## Excerpt provided
Hybrid Search
Combine BM25 keyword search with vector similarity using Reciprocal Rank Fusion for accurate, recall-maximizing retrieval.
Why Hybrid Search
Vector search is great at finding semantically similar content, but it can miss results that match on exact terms. Keyword search finds exact matches but misses paraphrases. Hybrid search combines both to maximize recall and precision.
Cogitator's hybrid search pipeline:
Query ──┬── Vector Search (cosine similarity) ──┐
│ ├── RRF Fusion ── Ranked Results
└── Keyword Search (BM25) ──────────────┘HybridSearch Class
The HybridSearch class orchestrates vector and keyword search, then fuses results using Reciprocal Rank Fusion (RRF).
import { HybridSearch, PostgresAdapter, OpenAIEmbeddingService } from '@cogitator-ai/memory';
const db = new PostgresAdapter({
provider: 'postgres',
connectionString: process.env.DATABASE_URL!,
});
await db.connect();
const embeddings = new OpenAIEmbeddingService({
apiKey: process.env.OPENAI_API_KEY!,
});
const search = new HybridSearch({
embeddingAdapter: db,
embeddingService: embeddings,
keywordAdapter: db,
defaultWeights: { bm25: 0.4, vector: 0.6 },
});
const { data: results } = await search.search({
query: 'How do agents use tools?',
strategy: 'hybrid',
limit: 10,
});
for (const result of results) {
console.log(`[${result.score.toFixed(3)}] ${result.content}`);
console.log(
` vector: ${result.vectorScore?.toFixed(3)}, keyword: ${result.keywordScore?.toFixed(3)}`
);
}Search Strategies
You can switch between strategies per query:
// vector only
const vectorResults = await search.search({
query: 'agent memory architecture',
strategy: 'vector',
limit: 5,
});
// keyword only
const keywordResults = await search.search({
query: 'agent memory architecture',
strategy: 'keyword',
limit: 5,
});
// hybrid (combines both)
const hybridResults = await search.search({
query: 'agent memory architecture',
strategy: 'hybrid',
limit: 5,
weights: { bm25: 0.5, vector: 0.5 },
});Constructor Options
| Option | Type | Default | Description |
|---|---|---|---|
embeddingAdapter | EmbeddingAdapter | — | Backend for vector search |
embeddingService | EmbeddingService | — | Converts query text to vectors |
keywordAdapter | KeywordSearchAdapter | — | Backend for keyword search (optional) |
defaultWeights | HybridSearchWeights | { bm25: 0.4, vector: 0.6 } | Default fusion weights |
When no keywordAdapter is provided, HybridSearch falls back to a built-in local BM25 index. You can populate it manually:
search.indexDocument('doc-1', 'Agent memory architecture overview');
search.indexDocument('doc-2', 'Tool execution and sandboxing');
console.log(search.indexSize); // 2BM25 Index
The BM25Index class implements the Okapi BM25 ranking algorithm for full-text keyword search. It tokenizes documents, builds an inverted index, and scores queries using term frequency and inverse document frequency.

## Set tasks
[a] In the hybrid search documentation, what does HybridSearch use when no keywordAdapter is provided?
[b] According to the hybrid search documentation, why does hybrid search combine keyword search with vector search?
[c] Continue the hybrid search documentation from its final sentence.
The lines after this point come from a different source than the hybrid search documentation.

## Available data

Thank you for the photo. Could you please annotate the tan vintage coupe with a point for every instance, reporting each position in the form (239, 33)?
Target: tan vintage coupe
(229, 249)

## Per-task outputs
[a] A built-in local BM25 index.

[b] Vector search finds semantically similar content but can miss results that match on exact terms. Keyword search finds exact matches but misses paraphrases. Combining the two maximizes recall and precision.

[c]
import { BM25Index } from '@cogitator-ai/memory';
const index = new BM25Index({ k1: 1.5, b: 0.75 });
index.addDocument({ id: 'doc-1', content: 'Cogitator is an AI agent runtime' });
index.addDocument({ id: 'doc-2', content: 'Agents can use tools for external actions' });
index.addDocument({ id: 'doc-3', content: 'Memory adapters persist conversation history' });
const results = index.search('agent tools', 10);
for (const r of results) {
console.log(`${r.id}: ${r.score.toFixed(3)} — ${r.content}`);
}BM25 Parameters
| Parameter | Type | Default | Description |
|---|---|---|---|
k1 | number | 1.5 | Term frequency saturation. Higher = more weight to repeated terms |
b | number | 0.75 | Document length normalization. 0 = no normalization, 1 = full normalization |
Document Management
index.addDocuments([
{ id: 'a', content: 'First doc' },
{ id: 'b', content: 'Second doc' },
]);
index.removeDocument('a');
index.getDocument('b'); // { id: 'b', content: 'Second doc' }
index.clear(); // removes all documents
console.log(index.size); // 0Tokenizer
The BM25 index uses a configurable tokenizer that normalizes text before indexing and searching.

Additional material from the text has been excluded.